▸ Exercise instructions:
Rewrite the stretch of entries from the line containing "the bath mat." through the line containing "pixel 552 518", both included, and give only those lines, requests and all. Multiply each pixel coordinate in the answers by 1.75 and round to the nearest whole number, with halves rounded up.

▸ Material to process:
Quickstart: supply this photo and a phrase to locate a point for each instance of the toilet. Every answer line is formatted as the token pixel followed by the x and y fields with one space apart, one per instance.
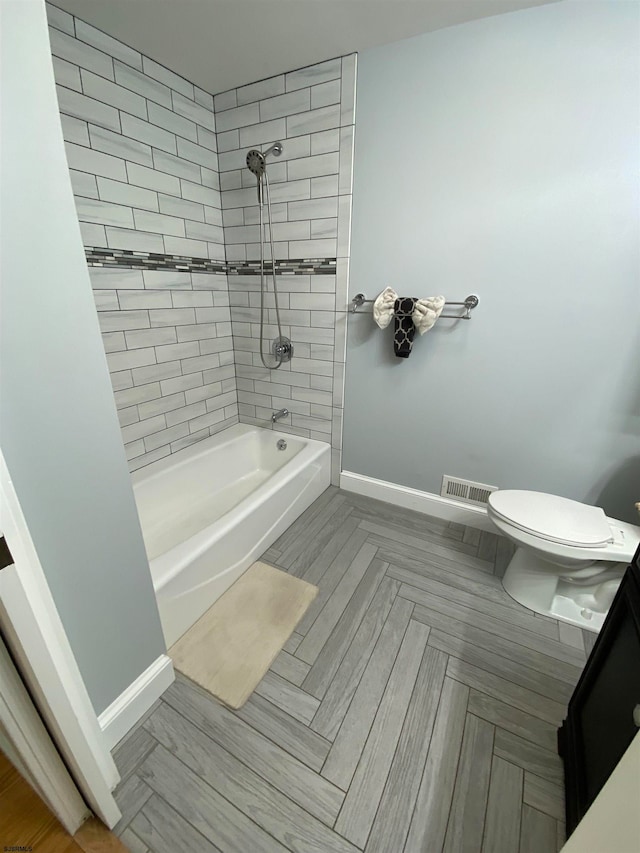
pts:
pixel 570 556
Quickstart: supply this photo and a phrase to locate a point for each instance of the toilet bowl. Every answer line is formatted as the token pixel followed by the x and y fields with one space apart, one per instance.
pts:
pixel 570 556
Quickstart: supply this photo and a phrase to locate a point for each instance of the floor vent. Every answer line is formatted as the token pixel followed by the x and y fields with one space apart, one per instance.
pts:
pixel 465 490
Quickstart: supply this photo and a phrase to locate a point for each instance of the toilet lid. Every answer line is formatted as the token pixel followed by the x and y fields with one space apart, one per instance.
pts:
pixel 551 517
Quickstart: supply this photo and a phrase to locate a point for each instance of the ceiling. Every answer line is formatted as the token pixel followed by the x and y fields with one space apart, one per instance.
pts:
pixel 221 44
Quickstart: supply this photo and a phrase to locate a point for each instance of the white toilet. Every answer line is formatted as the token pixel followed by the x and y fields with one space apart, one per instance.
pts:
pixel 570 557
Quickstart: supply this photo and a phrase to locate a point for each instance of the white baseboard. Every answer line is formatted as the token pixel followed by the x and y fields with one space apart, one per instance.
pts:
pixel 424 502
pixel 134 702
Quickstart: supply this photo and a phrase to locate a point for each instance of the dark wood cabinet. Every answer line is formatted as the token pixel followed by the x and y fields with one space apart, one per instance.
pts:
pixel 604 711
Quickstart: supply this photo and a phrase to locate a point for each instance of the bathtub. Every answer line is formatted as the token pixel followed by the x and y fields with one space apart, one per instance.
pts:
pixel 210 510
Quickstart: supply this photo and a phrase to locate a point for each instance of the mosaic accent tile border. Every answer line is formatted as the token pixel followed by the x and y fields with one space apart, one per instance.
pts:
pixel 97 257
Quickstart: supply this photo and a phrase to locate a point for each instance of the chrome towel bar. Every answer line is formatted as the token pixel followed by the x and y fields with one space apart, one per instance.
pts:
pixel 469 304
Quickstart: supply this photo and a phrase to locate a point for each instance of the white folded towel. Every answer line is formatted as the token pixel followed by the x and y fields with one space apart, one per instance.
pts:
pixel 383 307
pixel 426 312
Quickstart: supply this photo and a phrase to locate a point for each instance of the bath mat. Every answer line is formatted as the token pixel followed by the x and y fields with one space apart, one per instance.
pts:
pixel 231 647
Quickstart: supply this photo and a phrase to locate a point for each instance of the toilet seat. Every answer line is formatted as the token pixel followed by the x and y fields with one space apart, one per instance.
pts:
pixel 552 518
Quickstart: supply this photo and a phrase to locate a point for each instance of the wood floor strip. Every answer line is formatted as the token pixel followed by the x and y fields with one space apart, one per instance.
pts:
pixel 504 808
pixel 538 832
pixel 433 803
pixel 163 830
pixel 288 733
pixel 337 699
pixel 392 821
pixel 345 753
pixel 184 746
pixel 339 639
pixel 490 609
pixel 360 805
pixel 497 676
pixel 331 613
pixel 469 803
pixel 543 795
pixel 512 720
pixel 331 578
pixel 541 762
pixel 290 776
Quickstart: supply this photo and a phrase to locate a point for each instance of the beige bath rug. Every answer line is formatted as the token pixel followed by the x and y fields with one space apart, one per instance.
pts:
pixel 234 643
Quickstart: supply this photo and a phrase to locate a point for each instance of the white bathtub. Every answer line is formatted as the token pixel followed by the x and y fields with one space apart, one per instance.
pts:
pixel 210 510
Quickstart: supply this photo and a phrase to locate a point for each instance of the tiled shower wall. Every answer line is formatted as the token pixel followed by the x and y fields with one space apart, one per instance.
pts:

▸ The answer:
Quickstart: supply this photo and a phrase to locate a point for each instance of the bath mat. Every answer line is formatted as the token pixel followed by the x and y fields with one space apart, one per instance.
pts:
pixel 404 1132
Quickstart: supply this photo and a phrase to locate a point for each instance of the toilet seat. Every answer line is formatted as the token pixel followed by the x and y fields with one space apart, one per instance.
pts:
pixel 966 907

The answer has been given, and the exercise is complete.